• Objective:
Put every line of the items below into a numbered list, leaving out any blank lines.
* Start Supplied material *
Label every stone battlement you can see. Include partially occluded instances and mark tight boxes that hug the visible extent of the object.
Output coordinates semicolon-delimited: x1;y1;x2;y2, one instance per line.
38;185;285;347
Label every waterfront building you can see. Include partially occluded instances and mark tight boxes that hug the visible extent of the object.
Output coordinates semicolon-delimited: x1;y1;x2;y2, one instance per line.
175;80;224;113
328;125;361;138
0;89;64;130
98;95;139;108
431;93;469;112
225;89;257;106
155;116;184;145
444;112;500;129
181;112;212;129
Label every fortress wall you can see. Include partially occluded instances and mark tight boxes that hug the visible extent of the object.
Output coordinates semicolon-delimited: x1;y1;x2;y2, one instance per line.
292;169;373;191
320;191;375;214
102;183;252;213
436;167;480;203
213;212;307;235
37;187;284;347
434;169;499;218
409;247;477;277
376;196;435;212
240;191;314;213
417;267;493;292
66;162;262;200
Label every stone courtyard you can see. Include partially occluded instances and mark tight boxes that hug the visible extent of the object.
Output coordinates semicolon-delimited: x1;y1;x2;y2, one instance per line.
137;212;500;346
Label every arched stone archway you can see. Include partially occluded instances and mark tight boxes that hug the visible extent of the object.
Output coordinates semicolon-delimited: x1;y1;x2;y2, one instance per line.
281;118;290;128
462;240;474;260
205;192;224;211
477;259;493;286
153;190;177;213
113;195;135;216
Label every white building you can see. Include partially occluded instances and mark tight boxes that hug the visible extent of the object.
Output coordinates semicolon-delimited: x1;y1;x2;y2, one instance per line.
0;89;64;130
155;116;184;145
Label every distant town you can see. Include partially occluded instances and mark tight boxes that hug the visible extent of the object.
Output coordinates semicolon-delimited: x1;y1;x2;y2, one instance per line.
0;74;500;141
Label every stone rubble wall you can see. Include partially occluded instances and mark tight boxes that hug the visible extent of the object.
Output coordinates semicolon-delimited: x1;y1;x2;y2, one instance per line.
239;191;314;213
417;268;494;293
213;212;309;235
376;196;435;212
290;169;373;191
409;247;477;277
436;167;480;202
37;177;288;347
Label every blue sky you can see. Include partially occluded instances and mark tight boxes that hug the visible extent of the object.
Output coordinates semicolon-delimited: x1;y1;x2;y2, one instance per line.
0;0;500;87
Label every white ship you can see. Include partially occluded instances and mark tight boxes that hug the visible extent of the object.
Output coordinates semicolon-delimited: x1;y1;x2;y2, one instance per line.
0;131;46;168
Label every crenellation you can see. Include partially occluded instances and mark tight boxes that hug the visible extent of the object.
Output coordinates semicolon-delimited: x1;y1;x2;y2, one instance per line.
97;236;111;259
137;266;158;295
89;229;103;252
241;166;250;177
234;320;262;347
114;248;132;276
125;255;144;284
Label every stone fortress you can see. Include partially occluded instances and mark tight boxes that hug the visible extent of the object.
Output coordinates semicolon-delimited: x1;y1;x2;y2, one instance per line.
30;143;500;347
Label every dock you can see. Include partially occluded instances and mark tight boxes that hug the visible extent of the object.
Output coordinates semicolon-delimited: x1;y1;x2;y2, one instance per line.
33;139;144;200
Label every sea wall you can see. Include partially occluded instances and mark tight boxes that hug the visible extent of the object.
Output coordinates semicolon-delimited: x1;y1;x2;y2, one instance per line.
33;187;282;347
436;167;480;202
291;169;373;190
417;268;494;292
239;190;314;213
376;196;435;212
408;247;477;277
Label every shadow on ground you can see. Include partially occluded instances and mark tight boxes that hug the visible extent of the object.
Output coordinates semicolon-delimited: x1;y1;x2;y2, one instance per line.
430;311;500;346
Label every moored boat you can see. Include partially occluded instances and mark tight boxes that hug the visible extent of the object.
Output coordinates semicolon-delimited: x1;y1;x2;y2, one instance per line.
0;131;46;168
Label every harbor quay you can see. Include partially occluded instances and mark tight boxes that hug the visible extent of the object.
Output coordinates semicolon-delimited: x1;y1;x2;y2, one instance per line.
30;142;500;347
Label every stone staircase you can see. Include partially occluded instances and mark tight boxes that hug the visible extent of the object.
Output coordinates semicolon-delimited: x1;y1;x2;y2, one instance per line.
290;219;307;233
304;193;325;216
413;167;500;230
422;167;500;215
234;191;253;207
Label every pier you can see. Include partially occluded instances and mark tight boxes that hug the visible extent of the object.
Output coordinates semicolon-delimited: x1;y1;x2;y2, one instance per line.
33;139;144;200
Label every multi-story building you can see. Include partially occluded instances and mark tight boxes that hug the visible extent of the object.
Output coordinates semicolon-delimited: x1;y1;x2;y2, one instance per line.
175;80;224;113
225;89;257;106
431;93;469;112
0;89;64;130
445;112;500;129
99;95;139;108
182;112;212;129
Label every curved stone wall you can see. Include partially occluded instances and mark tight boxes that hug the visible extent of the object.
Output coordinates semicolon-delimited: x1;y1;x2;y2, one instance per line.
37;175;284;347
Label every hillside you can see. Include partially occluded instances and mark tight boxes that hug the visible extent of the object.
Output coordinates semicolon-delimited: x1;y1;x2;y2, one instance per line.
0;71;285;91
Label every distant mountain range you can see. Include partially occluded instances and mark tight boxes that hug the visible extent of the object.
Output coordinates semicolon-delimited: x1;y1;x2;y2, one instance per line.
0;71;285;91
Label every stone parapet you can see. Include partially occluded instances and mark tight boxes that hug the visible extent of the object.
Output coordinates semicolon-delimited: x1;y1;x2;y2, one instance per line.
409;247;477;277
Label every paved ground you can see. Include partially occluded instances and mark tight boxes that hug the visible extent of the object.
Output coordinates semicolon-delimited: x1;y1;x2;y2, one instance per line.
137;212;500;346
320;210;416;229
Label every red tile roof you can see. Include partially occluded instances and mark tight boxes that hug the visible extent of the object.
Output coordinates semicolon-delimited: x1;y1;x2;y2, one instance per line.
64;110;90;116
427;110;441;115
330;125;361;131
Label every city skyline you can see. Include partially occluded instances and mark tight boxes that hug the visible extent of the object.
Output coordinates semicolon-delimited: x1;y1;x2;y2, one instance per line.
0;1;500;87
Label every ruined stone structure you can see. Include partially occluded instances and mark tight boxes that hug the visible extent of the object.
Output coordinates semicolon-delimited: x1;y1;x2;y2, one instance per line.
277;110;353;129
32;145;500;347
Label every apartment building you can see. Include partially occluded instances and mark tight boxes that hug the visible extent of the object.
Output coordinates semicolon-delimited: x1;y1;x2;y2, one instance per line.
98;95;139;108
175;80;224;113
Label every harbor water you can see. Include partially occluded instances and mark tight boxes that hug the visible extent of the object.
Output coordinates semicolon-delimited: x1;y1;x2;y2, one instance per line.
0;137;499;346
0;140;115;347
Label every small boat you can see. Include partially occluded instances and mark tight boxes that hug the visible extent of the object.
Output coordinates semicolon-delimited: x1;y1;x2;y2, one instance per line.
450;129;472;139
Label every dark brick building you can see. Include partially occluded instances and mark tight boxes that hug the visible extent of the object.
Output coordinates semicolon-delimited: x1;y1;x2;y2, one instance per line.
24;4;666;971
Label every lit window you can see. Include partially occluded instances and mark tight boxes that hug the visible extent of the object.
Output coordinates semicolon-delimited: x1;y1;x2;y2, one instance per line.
* End Supplied material *
• Solution:
1. Label every stone battlement you can see. Include partially occluded instances and mark tight boxes that hug the visible extent of the object.
2. Output coordinates semicolon-delimited: x1;y1;x2;y2, one instance per line.
3. 38;185;285;347
4. Label every waterfront building you can see. Include partially occluded instances and mark tight boxes that hug the visible extent of the object.
5. Output coordinates semicolon-delimited: x1;y1;x2;y2, one instance per line.
6. 175;80;224;113
7. 328;125;361;138
8. 0;89;64;130
9. 98;95;139;108
10. 431;93;469;112
11. 225;89;257;106
12. 155;116;184;145
13. 444;112;500;129
14. 181;112;212;129
15. Label every fortress wall you can see. Include partially occluded instances and mark tight boxes that hug the visible extent of the object.
16. Output coordinates semicolon-delimited: x1;y1;x2;y2, one instance per line.
17. 292;169;373;191
18. 320;191;375;214
19. 102;183;252;213
20. 436;167;480;203
21. 213;212;307;235
22. 37;187;284;347
23. 434;169;499;218
24. 409;247;477;277
25. 376;196;435;212
26. 240;191;314;213
27. 417;267;493;292
28. 66;162;262;200
29. Label every stone courtyard you can see. Include partially occluded instances and mark tight boxes that hug the visible extent of the object.
30. Output coordinates semicolon-delimited: x1;y1;x2;y2, one instance per line.
31. 137;212;500;346
32. Label every arched stone archway you can see. Include partially occluded instances and mark tight boxes that hug the visible extent of the object.
33. Output coordinates semicolon-delimited: x1;y1;x2;y2, one instance per line.
34. 281;118;290;128
35. 462;240;474;260
36. 205;192;224;211
37. 477;259;493;286
38. 153;190;177;213
39. 113;195;135;216
40. Label every white building you can see. Include partially occluded instances and mark tight boxes that hug the visible extent of the object.
41. Output coordinates semicolon-delimited: x1;y1;x2;y2, one instance per line.
42. 0;89;64;130
43. 155;116;184;145
44. Label every distant town you can see. Include partially occluded instances and mark tight boxes that hug the visible extent of the object.
45. Output coordinates semicolon-delimited: x1;y1;x2;y2, one instance per line.
46. 0;74;500;141
47. Label every stone rubble wall you can see. Include partially occluded instances and mark tight boxes that hug the visible extent of the object.
48. Output coordinates semicolon-delimited: x1;y1;x2;y2, one instance per line.
49. 239;191;314;213
50. 417;268;494;293
51. 213;212;309;235
52. 376;196;435;212
53. 290;169;373;191
54. 409;247;477;277
55. 436;167;480;202
56. 37;177;288;347
57. Label every blue sky you can see. Include partially occluded instances and mark tight boxes that hug the visible extent of the object.
58. Output coordinates semicolon-delimited: x1;y1;x2;y2, one instance per line.
59. 0;0;500;87
60. Label every white ship you can see. Include partially occluded instances and mark tight boxes that hug the visible extent of the object.
61. Output coordinates semicolon-delimited: x1;y1;x2;y2, one instance per line.
62. 0;131;46;168
63. Label every crenellation you can see. Include partially occluded instances and mark tight boxes that hug the visible extent of the object.
64. Output coordinates semicolon-delimited: x1;y1;x2;y2, one instance per line.
65. 97;236;111;259
66. 137;266;158;295
67. 89;229;103;252
68. 241;166;250;177
69. 234;320;262;347
70. 114;248;132;276
71. 125;255;144;284
72. Label every stone fortress you can see. Include partially occluded instances and mark tight boxes that hug the visible extent of the object.
73. Output coordinates semicolon-delimited: x1;y1;x2;y2, one instance per line.
74. 30;143;500;347
75. Label every dock you can see. Include partially occluded instances and mark tight boxes that hug the visible extent of the object.
76. Output coordinates semicolon-delimited: x1;y1;x2;y2, one instance per line.
77. 33;139;144;200
78. Label every sea wall you can see. Include partially occluded instances and mark tight boxes that hug the visible extent of the object.
79. Output coordinates semicolon-delimited: x1;y1;x2;y2, one instance per line.
80. 33;187;282;347
81. 436;167;480;202
82. 291;169;373;190
83. 417;268;494;292
84. 239;190;314;213
85. 376;196;435;212
86. 408;247;477;277
87. Label every shadow on ground you can see. Include partially occluded instances and mark tight boxes that hug the visible extent of the object.
88. Output coordinates semicolon-delimited: x1;y1;x2;y2, one instance per line.
89. 430;311;500;346
90. Label every moored boat you can see. Include partially occluded instances and mark tight boxes that hug the visible extent of the object.
91. Output coordinates semicolon-delimited: x1;y1;x2;y2, one instance per line.
92. 0;131;46;168
93. Label every harbor quay you can see. Include partially occluded instances and mark tight boxes that hug the visible extent of the object.
94. Output coordinates semicolon-delimited: x1;y1;x2;y2, one instance per line.
95. 30;142;500;347
96. Label every stone staircase you can see. Include partially occluded instances and mark tight boxes that hug the visible extent of the object.
97. Output coordinates semicolon-delimited: x1;y1;x2;y2, one instance per line.
98. 290;219;307;233
99. 304;193;325;216
100. 413;167;500;230
101. 422;167;500;215
102. 234;191;253;207
103. Label every pier you can see. Include partially occluded instances and mark tight boxes that hug the visible extent of the object.
104. Output coordinates semicolon-delimited: x1;y1;x2;y2, one instance per line.
105. 33;139;144;200
106. Label every multi-story building you can see. Include partially occluded instances and mark tight boxes that hug the visible extent of the object.
107. Output coordinates semicolon-delimited: x1;y1;x2;y2, one instance per line.
108. 175;80;224;113
109. 225;89;257;106
110. 431;93;469;112
111. 0;89;64;130
112. 445;112;500;129
113. 99;95;139;108
114. 182;112;212;129
115. Label every curved stone wall you can see. Include partially occluded instances and mark tight boxes that hug the visible extent of the object.
116. Output coordinates semicolon-delimited: x1;y1;x2;y2, one instance per line.
117. 37;175;284;347
118. Label every hillside you can see. Include partially occluded instances and mark tight boxes that hug the visible extent of the object.
119. Output coordinates semicolon-delimited: x1;y1;x2;y2, one instance per line.
120. 0;71;285;91
121. Label every distant mountain range you can see. Include partially occluded instances and mark tight boxes that hug the visible extent of the object.
122. Output coordinates semicolon-delimited: x1;y1;x2;y2, one instance per line.
123. 0;71;285;91
124. Label every stone parapet you can see. Include partially occluded instances and mark tight boxes that hug the visible extent of the object.
125. Output coordinates semicolon-delimited: x1;y1;x2;y2, one instance per line.
126. 409;247;477;277
127. Label every paved ground you can see. Include partially occluded instances and mark tight boxes that hug the visible extent of the object.
128. Output coordinates semicolon-delimited: x1;y1;x2;y2, one instance per line.
129. 137;212;500;346
130. 320;210;416;229
131. Label every red tile roof you can see. Include partially occluded instances and mark tight boxes that hug the visible extent of the object.
132. Output coordinates semicolon-delimited: x1;y1;x2;y2, one instance per line.
133. 64;110;90;116
134. 427;110;441;115
135. 330;125;361;131
136. Label every city skyline you can see. Include partially occluded instances and mark tight boxes that hug the visible extent of the object.
137. Output coordinates semicolon-delimited: x1;y1;x2;y2, one instance per line.
138. 0;1;500;87
139. Label every ruined stone structure you can see. Include partially occluded instances and mark tight boxes that hug the visible extent of the object.
140. Output coordinates semicolon-delimited: x1;y1;x2;y2, one instance per line.
141. 277;110;353;129
142. 32;145;500;347
143. Label every apartment building you can see. Include partially occluded instances and mark tight boxes that hug the visible extent of the object.
144. Output coordinates semicolon-delimited: x1;y1;x2;y2, one instance per line.
145. 98;95;139;108
146. 175;80;224;113
147. Label every harbor water you can see. Include partially occluded instances and mark tight boxes that hug the visible extent of the object.
148. Output coordinates semicolon-delimited: x1;y1;x2;y2, one instance per line.
149. 0;137;499;346
150. 0;140;115;347
151. Label every small boat you can see. Include partially occluded instances and mark tight boxes that hug the visible extent of the object.
152. Output coordinates semicolon-delimited: x1;y1;x2;y2, one instance per line.
153. 450;129;472;139
154. Label every dark brick building you can see. Include partially occluded instances and mark tight boxes that hug the visible extent of the object.
155. Output coordinates semicolon-delimited: x1;y1;x2;y2, one instance per line.
156. 24;4;666;971
157. Label every lit window you can see. Include partially occluded instances and mark tight boxes that hug the visible extent of the object.
158. Output coordinates semicolon-delimited: x1;y1;x2;y2, one instance per line.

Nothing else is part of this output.